━━━━━ Kaynak metin
● ● ●
Başkan: Yoldaş
Lozovski’nin sunacağı özet yarına kaldı. Başkanlık, bu akşam sözü önemli ve
aciliyet arz eden bir bildiriyi sunacak olan Türk yoldaşımıza vermeyi
kararlaştırdı.
Orhan (Sadrettin Celâl Antel,
Türkiye): Yoldaşlar, Anadolu’da komünistlerin toplu hâlde
tutuklanmaları ve İstanbul’daki Türk işçileri sendikasının tasfiye edilmesine ilişkin
gazete haberlerini hepiniz okumuşsunuzdur. Bu baskıları ve Kemalizmin yeni yöneliminin
anlamını doğru biçimde kavrayabilmeniz için, kongrenin Ankara ve İstanbul’daki komünist
partilerin, ayrıca milliyetçi hükümetin faaliyetleri konusunda bilgilendirilmesinin
zaruri olduğu kanaatindeyim.
Türkiye
Komünist Partisi, işçi ve köylülerin başlattıkları özgürlük hareketinin başına geçme
imkânı bulan burjuva milliyetçi hükümetin emekçi kitlelerin âli menfaatleri aleyhine
çalışmaya başladığı bir dönemde kuruldu. Sonuçta yeni kurulan komünist parti,
karşısında iki düşman buldu: emperyalizm ve milli burjuvazi. Parti, asli
düşmanı olan emperyalizmle mücadelenin sahip olduğu önemin ağır bastığını
düşündü. Bu amaçla, emperyalizmle mücadele ettiği sürece, hükümete destek
sunmayı kararlaştırdı. Ama parti, aynı zamanda işçi ve köylüler lehine olacak
demokratik reformları talep etmeyi sürdürdü ve onları örgütlemeye çalıştı. Bu
kararlar, Komintern’in İkinci Kongresi’nde millet ve sömürge meseleleri konusunda
alınmış olan kararlara da uygun düşmekteydi.
Kurulduğu
günden bugüne dek partinin bu siyasetinde en ufak değişiklik yaşanmadı. Bu
tespitin doğru olup olmadığını görmek için, partinin orduya, işçilere ve
köylülere yaptığı, nihai zafere dek savaşma çağrısını içeren açıklamalarına
bakılabilir. Diğer yandan partinin, yalnızca Yunan burjuvazisinin ve Britanya
emperyalizminin çıkarları için savaşmakta olan ordunun lağv edilmesi ve emekçi
kitlelerin ayağa kalması ile ilgili olarak, Yunan ordusu ile Yunan emekçilere
yaptığı açıklamaları da söz konusu açıklamaların yanında anmak gerekmektedir.
━━━━━━━━━━
* [Verilen görev 1] Kongre konuşmasının “Orhan (Sadrettin Celâl” ile “zaruri olduğu kanaatindeyim.” arasındaki kısmını, iki uç da dahil olmak üzere, “gazete haberlerini” yerine “basın haberlerini” koyarak düzenle ve yeniden yaz.
* [Verilen görev 2]
Aşağıdaki ifadelerin kongre konuşmasıyla uyuşup uyuşmadığını evet ya da hayır diye belirt. Her yanıtın yanına, kararı belirleyen sözleri kongre konuşmasından birebir alıntıla.
(a) Parti, emperyalizmle mücadele ettiği sürece hükümete destek vermeye karar verdi.
(b) Partinin siyaseti, kuruluşundan bu yana birkaç kez değişti.
(c) Lozovski’nin özeti bu akşam sunuldu.
* [Verilen görev 3] Kongre konuşmasını son cümlesinin ardından gelecek biçimde sürdür.
━━━━━ Kayıtlı veriler
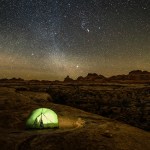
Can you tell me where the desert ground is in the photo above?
[0,79,150,150]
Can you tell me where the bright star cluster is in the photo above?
[0,0,150,80]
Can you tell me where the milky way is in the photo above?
[0,0,150,80]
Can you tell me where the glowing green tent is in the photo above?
[26,108,59,129]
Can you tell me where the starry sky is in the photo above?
[0,0,150,80]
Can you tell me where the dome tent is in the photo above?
[26,108,59,129]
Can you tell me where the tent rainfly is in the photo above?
[26,108,59,129]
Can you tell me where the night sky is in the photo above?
[0,0,150,80]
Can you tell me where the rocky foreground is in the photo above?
[0,85,150,150]
[48,82,150,131]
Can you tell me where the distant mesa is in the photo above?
[64,76,74,82]
[64,70,150,83]
[77,73,106,81]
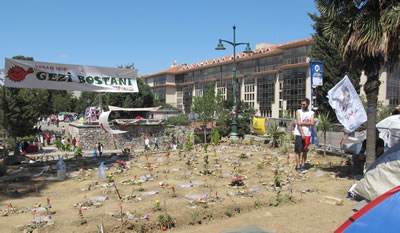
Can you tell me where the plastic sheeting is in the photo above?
[354,143,400,200]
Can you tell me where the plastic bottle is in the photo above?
[99,162,107,179]
[57,158,67,179]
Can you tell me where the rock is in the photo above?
[17,224,26,231]
[2,209,8,217]
[320,196,343,205]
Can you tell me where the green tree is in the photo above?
[192,84,217,143]
[315,0,400,168]
[309,11,361,121]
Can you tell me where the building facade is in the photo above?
[141,38,400,118]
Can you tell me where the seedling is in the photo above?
[107,173,114,183]
[189,212,200,225]
[138,180,144,192]
[254,200,262,209]
[153,200,161,212]
[172,186,176,197]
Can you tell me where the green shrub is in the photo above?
[167,114,191,126]
[211,128,221,144]
[54,139,64,150]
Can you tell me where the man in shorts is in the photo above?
[294,98,314,172]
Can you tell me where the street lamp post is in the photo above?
[215,25,253,141]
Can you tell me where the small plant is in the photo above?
[280,134,290,154]
[225,206,243,217]
[225,208,232,217]
[157,214,175,231]
[231,178,244,186]
[78,208,87,225]
[115,160,126,169]
[107,173,114,183]
[274,168,282,187]
[201,143,208,153]
[233,206,243,214]
[74,146,82,157]
[153,200,161,212]
[271,191,296,207]
[186,132,194,151]
[189,212,200,225]
[171,186,176,197]
[54,139,63,150]
[269,123,285,147]
[211,128,221,144]
[138,180,144,192]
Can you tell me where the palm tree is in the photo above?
━━━━━━━━━━
* [Görev çıktısı 1]
Orhan (Sadrettin Celâl Antel,
Türkiye): Yoldaşlar, Anadolu’da komünistlerin toplu hâlde
tutuklanmaları ve İstanbul’daki Türk işçileri sendikasının tasfiye edilmesine ilişkin
basın haberlerini hepiniz okumuşsunuzdur. Bu baskıları ve Kemalizmin yeni yöneliminin
anlamını doğru biçimde kavrayabilmeniz için, kongrenin Ankara ve İstanbul’daki komünist
partilerin, ayrıca milliyetçi hükümetin faaliyetleri konusunda bilgilendirilmesinin
zaruri olduğu kanaatindeyim.

* [Görev çıktısı 2]
(a) Evet: “emperyalizmle mücadele ettiği sürece, hükümete destek sunmayı kararlaştırdı”
(b) Hayır: “Kurulduğu günden bugüne dek partinin bu siyasetinde en ufak değişiklik yaşanmadı.”
(c) Hayır: “Lozovski’nin sunacağı özet yarına kaldı.”

* [Görev çıktısı 3]
Kısa
süre önce parti, İstanbullulara gericiliğe ve emperyalizme karşı birleşik cephe
oluşturmaları ve Sultan’ın kaçmasına mani olup, onu halkın yüksek mahkemesi
huzuruna çıkartmalarına dönük yeni bir çağrı daha yaptı.[1]
Bağımsızlık
mücadelesinin içinden çıkmış olan Büyük Millet Meclisi hükümeti, tüm Doğu’nun
verdiği destekten güç alarak, her daim Misak-ı Milli’yi ve emperyalizmle mücadeleyi
savunmuştur. Fakat meclisin son üç yıl içinde ortaya koyduğu faaliyetlerin de
gösterdiği biçimiyle, bu savunu, basit manada hileye dayalı bir siyasettir. Bu anlamda,
bilhassa aşağıda belirteceğim hususlar, söz konusu gerçeği teyit eden birer delildir.
1.
Hükümetin Sovyet hükümetiyle ilk ilişkileri kurduğu süreçte Moskova’ya
gönderilen delegeler, ülkede büyük bir komünist partinin varolduğunu iddia
etmişlerdir. Dediklerine göre, bu parti birçok kentte köylüleri cezbetmiş,
hatta bazı yerlerde köylü sovyetleri tesis edilmiştir.
2.
Sovyet Rusya’yı aldatmak amacıyla, idaresinin ilk döneminde, hükümet sadece burjuva
güçlerden müteşekkil olan, Bolşevik Parti olduğu iddia edilen bir “Yeşil Ordu”
kurmuştur.
3.
İlk Sovyet büyükelçisinin Ankara’ya gelişi sonrası hükümet, Yeşil Ordu
artıklarına ek olarak üst düzey devlet görevlileri ve aydınlardan oluşan bir
resmî komünist parti kurmuştur.
4.
Emperyalist hükümetleri memnun etmek adına Londra Konferansı’na giden heyet, uğradığı
her başkentte, aralarında yoldaşlarımız Suphi ve Ethem Nejad’ın da bulunduğu yirmi
kadar komünistin katledildiğini, hapisteki diğer komünistlerin de
öldürülebileceğini, Bolşevik vebanın ülkelerinin başına belâ olmayacağını söylemiştir.
5.
1921’de Fransa ile imzalanan anlaşmanın da gösterdiği biçimiyle, hükümet
Doğu’yla bağlarını kopartmış ve Misak-ı Milli aleyhine kimi tavizlerde
bulunmuştur.
6.
Son olarak belirtmek gerekir ki Komünist Parti ve Türk İşçileri Sendikası’na
karşı alınan baskı amaçlı tedbirlerin Lozan Konferansı çağrısının yapıldığı
güne denk düşmesi asla tesadüf değildir.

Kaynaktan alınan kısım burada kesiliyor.